Required action:
Only lines holding "ground" are needed; copy each of them from the data below.

Data excerpts
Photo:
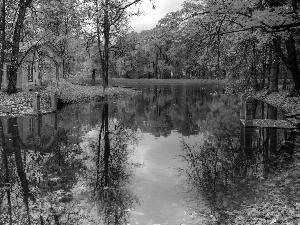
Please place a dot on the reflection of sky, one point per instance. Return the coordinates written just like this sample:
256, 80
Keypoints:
157, 182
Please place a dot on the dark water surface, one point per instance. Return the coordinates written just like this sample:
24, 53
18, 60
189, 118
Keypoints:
174, 155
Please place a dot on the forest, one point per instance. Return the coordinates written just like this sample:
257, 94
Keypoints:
254, 43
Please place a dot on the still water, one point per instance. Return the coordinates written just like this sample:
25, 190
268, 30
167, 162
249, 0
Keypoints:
173, 155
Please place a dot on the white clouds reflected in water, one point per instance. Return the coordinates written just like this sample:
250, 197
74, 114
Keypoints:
151, 17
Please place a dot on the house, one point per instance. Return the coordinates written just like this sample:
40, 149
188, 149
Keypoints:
39, 64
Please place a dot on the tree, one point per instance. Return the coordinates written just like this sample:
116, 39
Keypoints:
109, 16
2, 22
14, 60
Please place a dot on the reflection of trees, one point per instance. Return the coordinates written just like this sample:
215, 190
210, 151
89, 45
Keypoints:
224, 169
113, 171
163, 108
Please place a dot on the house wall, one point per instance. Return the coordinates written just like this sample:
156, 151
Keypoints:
48, 66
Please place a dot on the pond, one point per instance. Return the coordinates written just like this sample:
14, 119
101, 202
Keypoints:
177, 154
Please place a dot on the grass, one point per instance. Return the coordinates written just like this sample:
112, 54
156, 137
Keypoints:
123, 81
22, 103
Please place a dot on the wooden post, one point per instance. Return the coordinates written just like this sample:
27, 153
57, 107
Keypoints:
54, 102
37, 103
249, 109
243, 108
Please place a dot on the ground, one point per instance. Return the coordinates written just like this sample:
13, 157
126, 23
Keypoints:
22, 103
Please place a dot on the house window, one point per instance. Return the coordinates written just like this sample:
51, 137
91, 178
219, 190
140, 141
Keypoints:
31, 125
30, 73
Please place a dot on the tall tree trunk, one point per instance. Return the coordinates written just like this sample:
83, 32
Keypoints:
106, 146
14, 61
291, 62
6, 167
106, 31
273, 86
2, 42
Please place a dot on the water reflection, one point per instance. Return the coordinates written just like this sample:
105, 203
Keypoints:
224, 168
116, 163
50, 175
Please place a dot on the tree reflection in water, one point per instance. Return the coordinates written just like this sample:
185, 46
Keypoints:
223, 170
49, 177
114, 197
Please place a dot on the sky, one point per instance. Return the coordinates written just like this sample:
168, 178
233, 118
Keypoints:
151, 17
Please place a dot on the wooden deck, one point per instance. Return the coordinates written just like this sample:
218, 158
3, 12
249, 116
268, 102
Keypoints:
268, 123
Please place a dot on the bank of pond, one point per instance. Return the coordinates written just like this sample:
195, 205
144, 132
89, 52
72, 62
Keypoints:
175, 154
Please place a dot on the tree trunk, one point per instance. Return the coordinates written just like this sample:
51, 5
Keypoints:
2, 42
14, 61
6, 167
106, 31
273, 86
291, 62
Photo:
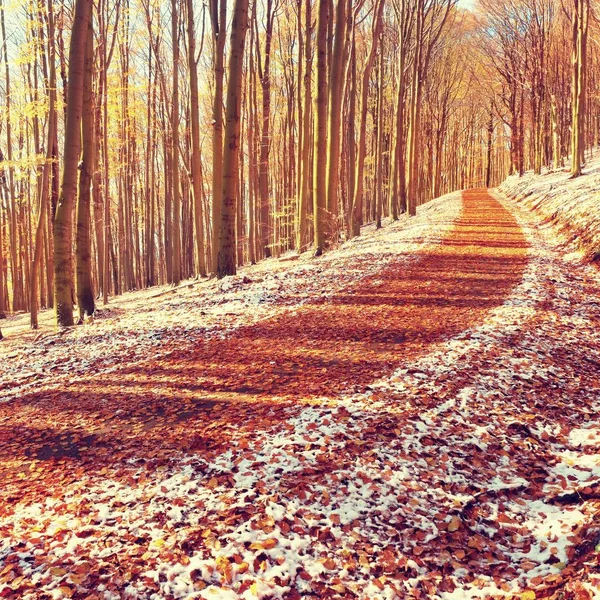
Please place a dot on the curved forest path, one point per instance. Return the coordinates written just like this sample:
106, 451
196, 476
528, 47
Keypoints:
428, 431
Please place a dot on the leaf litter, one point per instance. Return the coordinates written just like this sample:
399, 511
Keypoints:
428, 430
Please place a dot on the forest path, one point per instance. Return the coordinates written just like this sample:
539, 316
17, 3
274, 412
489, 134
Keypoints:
428, 431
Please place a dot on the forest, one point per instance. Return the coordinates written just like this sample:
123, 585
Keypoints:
217, 135
300, 299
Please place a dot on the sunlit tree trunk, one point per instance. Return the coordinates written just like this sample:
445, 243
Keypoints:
218, 15
196, 169
83, 250
320, 151
63, 222
335, 116
304, 173
176, 222
226, 258
44, 183
357, 204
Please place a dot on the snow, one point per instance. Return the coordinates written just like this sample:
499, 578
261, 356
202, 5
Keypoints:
453, 436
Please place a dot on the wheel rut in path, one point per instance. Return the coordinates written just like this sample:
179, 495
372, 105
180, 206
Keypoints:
193, 398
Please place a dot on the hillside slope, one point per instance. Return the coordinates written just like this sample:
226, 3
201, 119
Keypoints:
569, 206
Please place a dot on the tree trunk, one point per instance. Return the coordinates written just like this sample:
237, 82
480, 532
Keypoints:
320, 153
83, 251
218, 13
226, 258
196, 169
63, 222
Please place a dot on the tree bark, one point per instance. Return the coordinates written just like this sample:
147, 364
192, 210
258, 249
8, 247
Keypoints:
226, 258
83, 250
63, 222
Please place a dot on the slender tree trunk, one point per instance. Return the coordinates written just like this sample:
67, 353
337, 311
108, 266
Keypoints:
176, 222
305, 172
44, 183
357, 204
63, 222
83, 250
226, 259
196, 170
218, 12
335, 118
320, 153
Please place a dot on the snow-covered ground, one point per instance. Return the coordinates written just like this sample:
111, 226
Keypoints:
470, 471
570, 206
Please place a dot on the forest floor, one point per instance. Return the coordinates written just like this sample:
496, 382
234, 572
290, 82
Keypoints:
414, 415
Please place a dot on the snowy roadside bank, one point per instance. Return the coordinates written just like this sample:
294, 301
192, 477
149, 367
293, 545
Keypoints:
571, 207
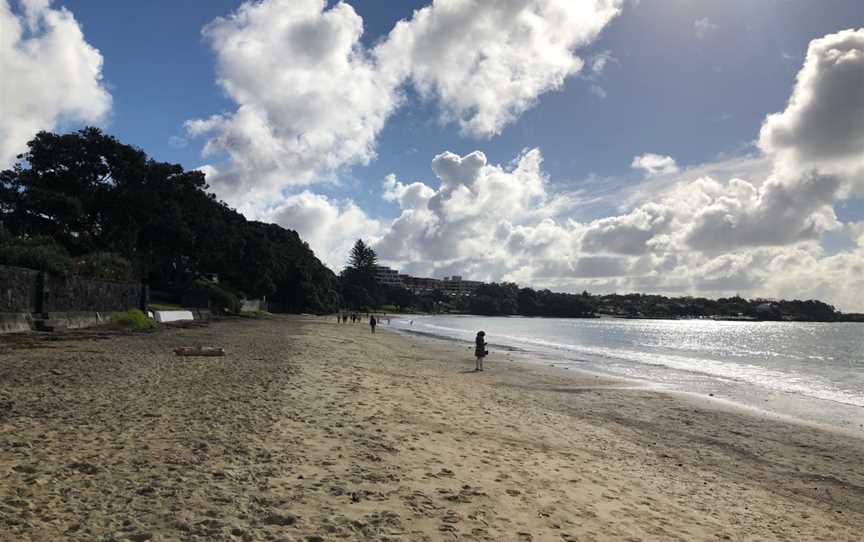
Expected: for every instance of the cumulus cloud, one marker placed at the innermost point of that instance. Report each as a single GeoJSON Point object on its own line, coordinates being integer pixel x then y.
{"type": "Point", "coordinates": [50, 74]}
{"type": "Point", "coordinates": [654, 164]}
{"type": "Point", "coordinates": [704, 26]}
{"type": "Point", "coordinates": [329, 226]}
{"type": "Point", "coordinates": [715, 234]}
{"type": "Point", "coordinates": [312, 99]}
{"type": "Point", "coordinates": [487, 61]}
{"type": "Point", "coordinates": [821, 127]}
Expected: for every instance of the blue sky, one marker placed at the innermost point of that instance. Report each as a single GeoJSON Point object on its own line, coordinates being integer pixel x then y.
{"type": "Point", "coordinates": [693, 81]}
{"type": "Point", "coordinates": [665, 85]}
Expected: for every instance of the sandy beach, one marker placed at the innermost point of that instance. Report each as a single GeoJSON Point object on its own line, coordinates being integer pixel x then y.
{"type": "Point", "coordinates": [309, 430]}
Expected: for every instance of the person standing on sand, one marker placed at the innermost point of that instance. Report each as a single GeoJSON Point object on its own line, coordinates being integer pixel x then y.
{"type": "Point", "coordinates": [480, 351]}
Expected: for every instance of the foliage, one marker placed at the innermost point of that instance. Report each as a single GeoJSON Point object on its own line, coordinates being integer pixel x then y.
{"type": "Point", "coordinates": [89, 193]}
{"type": "Point", "coordinates": [359, 288]}
{"type": "Point", "coordinates": [362, 257]}
{"type": "Point", "coordinates": [104, 266]}
{"type": "Point", "coordinates": [134, 319]}
{"type": "Point", "coordinates": [40, 252]}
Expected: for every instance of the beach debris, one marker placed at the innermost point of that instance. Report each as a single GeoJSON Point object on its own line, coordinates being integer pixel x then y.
{"type": "Point", "coordinates": [199, 351]}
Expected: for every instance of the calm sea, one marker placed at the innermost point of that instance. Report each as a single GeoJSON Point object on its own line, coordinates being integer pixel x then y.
{"type": "Point", "coordinates": [809, 371]}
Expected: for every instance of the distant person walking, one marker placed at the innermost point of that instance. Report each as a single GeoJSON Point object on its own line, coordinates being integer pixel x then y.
{"type": "Point", "coordinates": [480, 351]}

Solution:
Please place a dot on the ground, one point per instance. Return the coordinates written just like this sample:
Please place a dot on the snow-covered ground, one point per instance. Return the coordinates written just like this sample:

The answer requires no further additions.